• GIVEN TASK: The lines to extract begin at the one containing "Would you be able to point to the dark water" and run to the end of the listing; set them down exactly and alone.

[Dataset excerpt]

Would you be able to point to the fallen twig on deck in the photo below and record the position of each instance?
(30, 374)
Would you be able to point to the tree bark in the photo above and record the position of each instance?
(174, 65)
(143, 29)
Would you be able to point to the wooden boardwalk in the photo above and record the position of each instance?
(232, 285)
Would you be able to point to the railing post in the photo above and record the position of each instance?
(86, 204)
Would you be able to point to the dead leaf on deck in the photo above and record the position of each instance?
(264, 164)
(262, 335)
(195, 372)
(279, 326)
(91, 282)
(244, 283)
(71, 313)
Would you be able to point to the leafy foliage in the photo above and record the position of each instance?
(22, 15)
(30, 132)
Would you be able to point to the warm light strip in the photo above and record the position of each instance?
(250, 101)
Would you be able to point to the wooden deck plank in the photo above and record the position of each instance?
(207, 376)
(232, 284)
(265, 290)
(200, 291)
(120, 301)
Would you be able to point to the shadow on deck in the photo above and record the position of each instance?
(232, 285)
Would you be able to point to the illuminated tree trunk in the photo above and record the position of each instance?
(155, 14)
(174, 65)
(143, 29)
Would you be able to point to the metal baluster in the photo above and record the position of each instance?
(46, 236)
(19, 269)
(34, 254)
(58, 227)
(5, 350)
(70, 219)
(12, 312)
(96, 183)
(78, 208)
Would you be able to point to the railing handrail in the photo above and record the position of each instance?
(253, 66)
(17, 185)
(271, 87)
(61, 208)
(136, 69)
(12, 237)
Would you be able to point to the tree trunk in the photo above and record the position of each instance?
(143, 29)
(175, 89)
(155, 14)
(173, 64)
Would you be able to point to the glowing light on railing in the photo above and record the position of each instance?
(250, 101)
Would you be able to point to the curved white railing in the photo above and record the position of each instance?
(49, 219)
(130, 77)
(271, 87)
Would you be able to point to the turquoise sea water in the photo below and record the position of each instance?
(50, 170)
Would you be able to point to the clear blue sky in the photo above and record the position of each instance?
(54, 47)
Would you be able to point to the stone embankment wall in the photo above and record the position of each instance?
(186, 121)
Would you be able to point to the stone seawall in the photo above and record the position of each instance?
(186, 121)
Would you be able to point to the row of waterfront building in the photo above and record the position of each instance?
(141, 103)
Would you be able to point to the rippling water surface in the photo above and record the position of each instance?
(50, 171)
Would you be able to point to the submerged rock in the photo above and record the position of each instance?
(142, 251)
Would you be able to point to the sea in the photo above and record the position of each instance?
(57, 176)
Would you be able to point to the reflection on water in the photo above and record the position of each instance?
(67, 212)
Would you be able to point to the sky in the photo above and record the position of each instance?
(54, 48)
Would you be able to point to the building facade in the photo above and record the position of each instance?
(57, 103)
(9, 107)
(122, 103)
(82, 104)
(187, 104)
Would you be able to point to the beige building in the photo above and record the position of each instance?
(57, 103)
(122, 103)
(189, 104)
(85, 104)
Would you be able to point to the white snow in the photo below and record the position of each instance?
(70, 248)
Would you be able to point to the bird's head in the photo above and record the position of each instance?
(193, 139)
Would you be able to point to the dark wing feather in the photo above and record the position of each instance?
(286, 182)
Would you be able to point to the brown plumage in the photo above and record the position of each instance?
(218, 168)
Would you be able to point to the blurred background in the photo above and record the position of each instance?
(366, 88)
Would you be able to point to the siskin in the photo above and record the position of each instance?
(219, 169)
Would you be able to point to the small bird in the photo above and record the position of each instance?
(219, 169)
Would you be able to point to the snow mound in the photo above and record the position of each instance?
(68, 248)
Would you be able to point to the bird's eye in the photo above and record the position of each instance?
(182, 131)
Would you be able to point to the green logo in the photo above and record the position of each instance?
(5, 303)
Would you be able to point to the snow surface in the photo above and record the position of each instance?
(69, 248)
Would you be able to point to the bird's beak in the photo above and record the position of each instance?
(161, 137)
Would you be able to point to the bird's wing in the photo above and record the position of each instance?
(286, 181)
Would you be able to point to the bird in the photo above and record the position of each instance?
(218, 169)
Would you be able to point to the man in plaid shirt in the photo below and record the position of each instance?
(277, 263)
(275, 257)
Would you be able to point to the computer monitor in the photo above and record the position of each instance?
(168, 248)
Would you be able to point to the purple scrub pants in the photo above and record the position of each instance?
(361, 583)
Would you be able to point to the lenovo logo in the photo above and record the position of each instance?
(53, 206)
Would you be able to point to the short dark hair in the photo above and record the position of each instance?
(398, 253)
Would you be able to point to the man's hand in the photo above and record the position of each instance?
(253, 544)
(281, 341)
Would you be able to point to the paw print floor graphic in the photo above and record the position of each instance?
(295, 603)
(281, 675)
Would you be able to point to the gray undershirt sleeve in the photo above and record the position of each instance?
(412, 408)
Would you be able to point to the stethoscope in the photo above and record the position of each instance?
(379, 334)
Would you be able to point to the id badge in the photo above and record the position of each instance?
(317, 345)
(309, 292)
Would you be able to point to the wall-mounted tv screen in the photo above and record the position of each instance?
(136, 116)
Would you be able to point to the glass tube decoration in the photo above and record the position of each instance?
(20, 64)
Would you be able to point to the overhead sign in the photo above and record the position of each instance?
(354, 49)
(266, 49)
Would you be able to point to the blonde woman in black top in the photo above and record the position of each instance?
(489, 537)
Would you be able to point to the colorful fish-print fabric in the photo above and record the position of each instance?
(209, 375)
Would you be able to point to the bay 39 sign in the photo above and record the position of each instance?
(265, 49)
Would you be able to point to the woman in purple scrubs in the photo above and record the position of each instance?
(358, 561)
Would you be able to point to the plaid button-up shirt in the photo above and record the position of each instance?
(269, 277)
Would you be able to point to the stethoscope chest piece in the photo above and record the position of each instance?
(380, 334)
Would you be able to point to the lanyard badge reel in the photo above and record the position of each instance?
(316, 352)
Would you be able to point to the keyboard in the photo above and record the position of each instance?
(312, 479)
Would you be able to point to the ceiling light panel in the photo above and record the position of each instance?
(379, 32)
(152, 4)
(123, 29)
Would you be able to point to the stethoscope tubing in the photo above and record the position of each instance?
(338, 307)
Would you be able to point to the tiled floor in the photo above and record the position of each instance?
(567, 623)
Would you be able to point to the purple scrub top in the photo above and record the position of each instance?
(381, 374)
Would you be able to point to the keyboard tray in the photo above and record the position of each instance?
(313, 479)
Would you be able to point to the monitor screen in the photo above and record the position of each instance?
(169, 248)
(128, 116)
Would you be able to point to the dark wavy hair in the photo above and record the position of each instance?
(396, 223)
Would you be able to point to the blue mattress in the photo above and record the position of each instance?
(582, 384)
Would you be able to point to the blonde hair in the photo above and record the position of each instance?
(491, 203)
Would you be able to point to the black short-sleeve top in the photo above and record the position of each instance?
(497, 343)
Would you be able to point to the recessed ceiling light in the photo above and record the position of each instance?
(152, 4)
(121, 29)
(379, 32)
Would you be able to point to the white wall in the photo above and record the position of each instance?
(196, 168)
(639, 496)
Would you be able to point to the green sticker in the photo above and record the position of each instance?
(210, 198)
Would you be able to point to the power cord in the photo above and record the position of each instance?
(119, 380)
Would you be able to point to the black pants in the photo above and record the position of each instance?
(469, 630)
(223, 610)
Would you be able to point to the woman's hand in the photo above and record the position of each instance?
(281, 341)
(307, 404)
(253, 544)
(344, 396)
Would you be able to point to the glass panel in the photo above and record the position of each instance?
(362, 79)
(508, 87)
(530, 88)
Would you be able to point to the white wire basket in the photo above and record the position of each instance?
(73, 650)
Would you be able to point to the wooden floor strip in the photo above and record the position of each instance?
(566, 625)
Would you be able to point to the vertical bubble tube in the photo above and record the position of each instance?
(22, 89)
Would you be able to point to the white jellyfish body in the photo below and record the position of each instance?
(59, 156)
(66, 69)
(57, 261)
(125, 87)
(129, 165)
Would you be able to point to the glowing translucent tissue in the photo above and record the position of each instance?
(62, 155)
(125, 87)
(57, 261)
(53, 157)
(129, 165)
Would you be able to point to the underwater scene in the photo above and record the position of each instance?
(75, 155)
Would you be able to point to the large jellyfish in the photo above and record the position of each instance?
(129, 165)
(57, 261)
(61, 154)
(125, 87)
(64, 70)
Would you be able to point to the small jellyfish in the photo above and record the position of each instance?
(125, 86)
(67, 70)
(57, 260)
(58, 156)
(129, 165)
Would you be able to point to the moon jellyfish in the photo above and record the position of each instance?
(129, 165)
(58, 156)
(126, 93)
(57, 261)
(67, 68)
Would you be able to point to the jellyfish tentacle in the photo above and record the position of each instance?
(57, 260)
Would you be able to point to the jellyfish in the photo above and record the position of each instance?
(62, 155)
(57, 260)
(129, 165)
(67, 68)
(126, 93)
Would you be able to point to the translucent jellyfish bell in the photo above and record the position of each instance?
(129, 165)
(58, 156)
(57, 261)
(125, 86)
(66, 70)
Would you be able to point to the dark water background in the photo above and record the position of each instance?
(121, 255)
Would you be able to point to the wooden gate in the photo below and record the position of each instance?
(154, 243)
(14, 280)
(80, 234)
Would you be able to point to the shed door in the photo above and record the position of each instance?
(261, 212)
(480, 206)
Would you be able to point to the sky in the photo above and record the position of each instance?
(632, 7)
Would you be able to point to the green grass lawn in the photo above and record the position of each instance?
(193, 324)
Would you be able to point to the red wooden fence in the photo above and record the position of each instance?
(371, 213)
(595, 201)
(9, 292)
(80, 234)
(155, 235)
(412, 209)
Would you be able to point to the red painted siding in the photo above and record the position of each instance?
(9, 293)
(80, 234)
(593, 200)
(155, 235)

• TASK ANSWER:
Would you be able to point to the dark water background in the photo above and record the position of each instance?
(121, 255)
Would you be able to point to the wooden gate in the photo below and record the position of each instance?
(154, 243)
(14, 280)
(80, 234)
Would you be able to point to the shed door in the photo above and record the position of each instance?
(261, 212)
(480, 206)
Would you be able to point to the sky in the photo above and record the position of each instance?
(632, 7)
Would you be able to point to the green grass lawn in the photo above and record the position of each instance?
(193, 324)
Would you be able to point to the red wooden fence in the photo above and record the position of each instance?
(371, 213)
(595, 201)
(9, 292)
(80, 234)
(155, 235)
(412, 209)
Would you be able to point to the red painted siding in the photo above and record the position of each instance?
(9, 293)
(80, 234)
(593, 200)
(155, 235)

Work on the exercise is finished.